> **Description of the task**
Can you extract the Deal Talk podcast transcript below and reproduce all of it word for word?

> **Excerpt**
Jeff: Is cash flow or the lack of it keeping you up at night? If you're looking for answers to your cash flow-related questions, you've come to the right place.

From our studio in Southern California, with guest experts from across the country and around the world, this is “Deal Talk,” brought to you by Morgan & Westfield, nationwide leader in business sales and appraisals. Now, here's your host, Jeff Allen.

Jeff: Welcome back to the web's number one content source for small business owners committed to building a business for eventual sale. Here on Deal Talk it's our mission to provide information and guidance from our growing list of trusted experts that you and all small business owners can use to help you build your bottom line and improve your company's value.

If your business is challenged by cash flow issues, you are in good company. And to help us get some ideas about the causes and what you may be able to do about it, I'm joined by one of the best numbers guys who ever push a pencil. His name is Scott Shields, CPA and founding partner Shields-Blice & Company CPA's in Fairlawn, Ohio. This is his second time joining us here on the program. Scott Shields, welcome back to Deal Talk my friend, it's good to have you.

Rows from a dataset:

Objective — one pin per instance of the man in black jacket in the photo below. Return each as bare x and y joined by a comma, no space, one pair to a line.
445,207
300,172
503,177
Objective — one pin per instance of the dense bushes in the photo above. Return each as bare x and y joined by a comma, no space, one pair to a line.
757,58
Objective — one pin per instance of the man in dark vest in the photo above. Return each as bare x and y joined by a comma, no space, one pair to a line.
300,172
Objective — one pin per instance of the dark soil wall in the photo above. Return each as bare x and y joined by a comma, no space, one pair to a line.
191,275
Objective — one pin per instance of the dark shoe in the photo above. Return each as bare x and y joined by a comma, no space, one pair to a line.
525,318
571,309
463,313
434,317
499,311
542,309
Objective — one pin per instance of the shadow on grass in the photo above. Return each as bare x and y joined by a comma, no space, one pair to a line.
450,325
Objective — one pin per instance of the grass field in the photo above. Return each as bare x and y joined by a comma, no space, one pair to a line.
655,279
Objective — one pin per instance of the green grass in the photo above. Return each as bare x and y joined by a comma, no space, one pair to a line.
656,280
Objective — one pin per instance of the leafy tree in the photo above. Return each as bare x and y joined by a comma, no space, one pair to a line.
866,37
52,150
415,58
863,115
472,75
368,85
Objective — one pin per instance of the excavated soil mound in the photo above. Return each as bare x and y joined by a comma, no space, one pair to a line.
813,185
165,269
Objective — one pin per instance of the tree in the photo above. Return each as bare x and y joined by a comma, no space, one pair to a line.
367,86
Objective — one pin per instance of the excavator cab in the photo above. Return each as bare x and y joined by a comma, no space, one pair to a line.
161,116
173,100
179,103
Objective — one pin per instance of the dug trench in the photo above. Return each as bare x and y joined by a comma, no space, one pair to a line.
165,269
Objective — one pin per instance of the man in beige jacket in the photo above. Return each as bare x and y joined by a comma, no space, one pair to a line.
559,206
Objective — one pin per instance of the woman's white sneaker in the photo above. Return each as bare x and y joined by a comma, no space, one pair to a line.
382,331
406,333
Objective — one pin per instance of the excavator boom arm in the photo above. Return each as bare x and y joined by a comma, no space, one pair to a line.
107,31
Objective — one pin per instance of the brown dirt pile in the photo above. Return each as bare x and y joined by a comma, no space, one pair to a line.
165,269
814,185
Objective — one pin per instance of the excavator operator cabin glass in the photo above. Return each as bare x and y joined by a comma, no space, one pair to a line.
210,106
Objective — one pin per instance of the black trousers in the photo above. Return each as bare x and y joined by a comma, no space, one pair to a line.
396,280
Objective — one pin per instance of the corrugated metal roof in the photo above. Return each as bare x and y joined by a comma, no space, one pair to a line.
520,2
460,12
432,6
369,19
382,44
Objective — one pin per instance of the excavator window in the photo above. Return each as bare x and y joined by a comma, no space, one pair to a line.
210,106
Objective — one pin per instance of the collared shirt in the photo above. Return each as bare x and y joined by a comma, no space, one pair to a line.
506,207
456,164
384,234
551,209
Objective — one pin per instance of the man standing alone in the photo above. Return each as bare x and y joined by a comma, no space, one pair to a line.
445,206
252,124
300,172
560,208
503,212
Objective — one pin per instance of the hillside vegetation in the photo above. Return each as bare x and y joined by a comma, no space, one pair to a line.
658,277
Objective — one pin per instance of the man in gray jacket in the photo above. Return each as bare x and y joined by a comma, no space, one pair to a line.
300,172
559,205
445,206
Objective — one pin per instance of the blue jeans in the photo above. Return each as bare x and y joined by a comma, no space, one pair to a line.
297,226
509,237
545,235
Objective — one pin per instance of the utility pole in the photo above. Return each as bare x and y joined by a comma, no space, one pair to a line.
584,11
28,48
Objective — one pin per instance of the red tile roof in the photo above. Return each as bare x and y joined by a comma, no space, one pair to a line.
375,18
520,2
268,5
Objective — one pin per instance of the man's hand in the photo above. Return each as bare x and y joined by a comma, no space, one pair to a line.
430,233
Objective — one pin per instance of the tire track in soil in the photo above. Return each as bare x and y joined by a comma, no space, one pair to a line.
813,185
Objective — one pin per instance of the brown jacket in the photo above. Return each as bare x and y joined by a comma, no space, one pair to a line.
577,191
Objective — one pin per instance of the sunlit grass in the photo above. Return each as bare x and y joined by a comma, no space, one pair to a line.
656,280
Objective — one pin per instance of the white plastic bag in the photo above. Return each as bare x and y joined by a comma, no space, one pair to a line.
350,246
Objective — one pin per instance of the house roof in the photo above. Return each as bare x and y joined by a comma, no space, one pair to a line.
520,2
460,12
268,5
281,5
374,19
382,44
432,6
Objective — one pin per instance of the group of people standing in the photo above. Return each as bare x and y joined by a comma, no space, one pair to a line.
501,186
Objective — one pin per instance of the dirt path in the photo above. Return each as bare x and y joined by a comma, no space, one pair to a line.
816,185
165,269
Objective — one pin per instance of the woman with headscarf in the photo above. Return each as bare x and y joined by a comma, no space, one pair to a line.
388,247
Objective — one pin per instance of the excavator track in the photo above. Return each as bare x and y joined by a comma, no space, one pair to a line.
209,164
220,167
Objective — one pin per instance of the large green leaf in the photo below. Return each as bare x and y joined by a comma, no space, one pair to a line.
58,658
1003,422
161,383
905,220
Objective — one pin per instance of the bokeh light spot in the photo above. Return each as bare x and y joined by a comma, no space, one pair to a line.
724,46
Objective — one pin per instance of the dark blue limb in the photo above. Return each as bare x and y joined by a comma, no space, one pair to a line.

> **Result of the exercise**
Jeff: Is cash flow or the lack of it keeping you up at night? If you're looking for answers to your cash flow-related questions, you've come to the right place.

From our studio in Southern California, with guest experts from across the country and around the world, this is “Deal Talk,” brought to you by Morgan & Westfield, nationwide leader in business sales and appraisals. Now, here's your host, Jeff Allen.

Jeff: Welcome back to the web's number one content source for small business owners committed to building a business for eventual sale. Here on Deal Talk it's our mission to provide information and guidance from our growing list of trusted experts that you and all small business owners can use to help you build your bottom line and improve your company's value.

If your business is challenged by cash flow issues, you are in good company. And to help us get some ideas about the causes and what you may be able to do about it, I'm joined by one of the best numbers guys who ever push a pencil. His name is Scott Shields, CPA and founding partner Shields-Blice & Company CPA's in Fairlawn, Ohio. This is his second time joining us here on the program. Scott Shields, welcome back to Deal Talk my friend, it's good to have you.